Já a música para piano é incontornável, mesmo em âmbito mundial. Sônia Rubinsky gravou recentemente a integral de sua obra para piano com enorme sucesso. Foram 8 CDs pela gravadora Naxos. O volume I foi indicado para o Grammy e também foi escolhido pela revista Gramophone um dos cinco melhores lançamentos de 1999. Destaques para Rudepoema (1926), Chôros Nº 5 (1926) e Valsa da dor (1930).

Suas composições para violão também estão entre as principais de sua obra. O Chôros Nº 1 (1924), os 12 Estudos (1924–1929), os 5 Prelúdios (1940) e a Suíte Popular Brasileira (5 peças) (1908-1912 e 1923) fazem parte do repertório habitual do instrumento.

Pouco ouvidos no Brasil, mas presentíssimos no repertório dos quartetos de cordas – principalmente na Europa Oriental – estão seus extraordinários 17 quartetos de cordas (1915–1957).

Alto risco: gravações históricas com o próprio Villa

Há várias gravações com o próprio Villa regendo suas obras, mas estas devem ser ouvidas com moderação. Os grupos nem sempre são bons e há registros das Bachianas, conduzidos pelo compositor, onde reina uma desafinação que certamente o desesperava. As gravações modernas costumam ser melhores do que as históricas.

Em sua imensa obra, o maestro combinou indiferentemente todos os estilos e todos os gêneros, introduzindo sem hesitação materiais musicais tipicamente brasileiros sobre formas tomadas de empréstimo à música erudita ocidental. E o contrário também.

**Tarefas a realizar:**
1: Responda às perguntas com base no texto sobre a obra de Villa:
(a) Quantos CDs Sônia Rubinsky gravou pela Naxos?
(b) Em que ano foram compostos os 5 Prelúdios para violão?
(c) Quantos quartetos de cordas são mencionados, e em que período foram escritos?
2: Dê prosseguimento ao texto sobre a obra de Villa a partir da frase "E o contrário também."

**Linhas de dados:**

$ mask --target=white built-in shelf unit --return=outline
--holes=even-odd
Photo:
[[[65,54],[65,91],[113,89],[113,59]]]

**Respostas esperadas:**
1:
(a) Foram 8 CDs.
(b) Em 1940.
(c) São 17 quartetos de cordas, escritos entre 1915 e 1957.

2:
Sua influência sobra nossa cultura musical foi notável. Impossível saber quantas citações musicais recebeu, desde os Beatles que o citaram em I am the Walrus até uma infinidade de referências feitas por compositores cultos nacionais, hoje entrincheirados na Biscoito Fino e nas gravadoras alternativas. Villa-Lobos foi autor de mais de mil obras. Um décimo bastaria para fazê-lo imortal. Hoje seu legado é “bandeira e bússola”, como sintetizou o violinista Turíbio Santos, responsável, aliás, por uma das melhores interpretações de sua obra para violão.

Um câncer matou Villa-Lobos em 17 de novembro de 1959, no Rio de Janeiro.

Villa mandando ver no violão

Era um espetáculo. Tinha algo de vento forte na mata, arrancando e fazendo redemoinhar ramos e folhas; caía depois sobre a cidade para bater contra as vidraças, abri-las ou despedaçá-las, espalhando-se pelas casas, derrubando tudo; quando parecia chegado o fim do mundo, ia abrandando, convertia-se em brisa vesperal, cheia de doçura. Só então percebia que era música, sempre fora música.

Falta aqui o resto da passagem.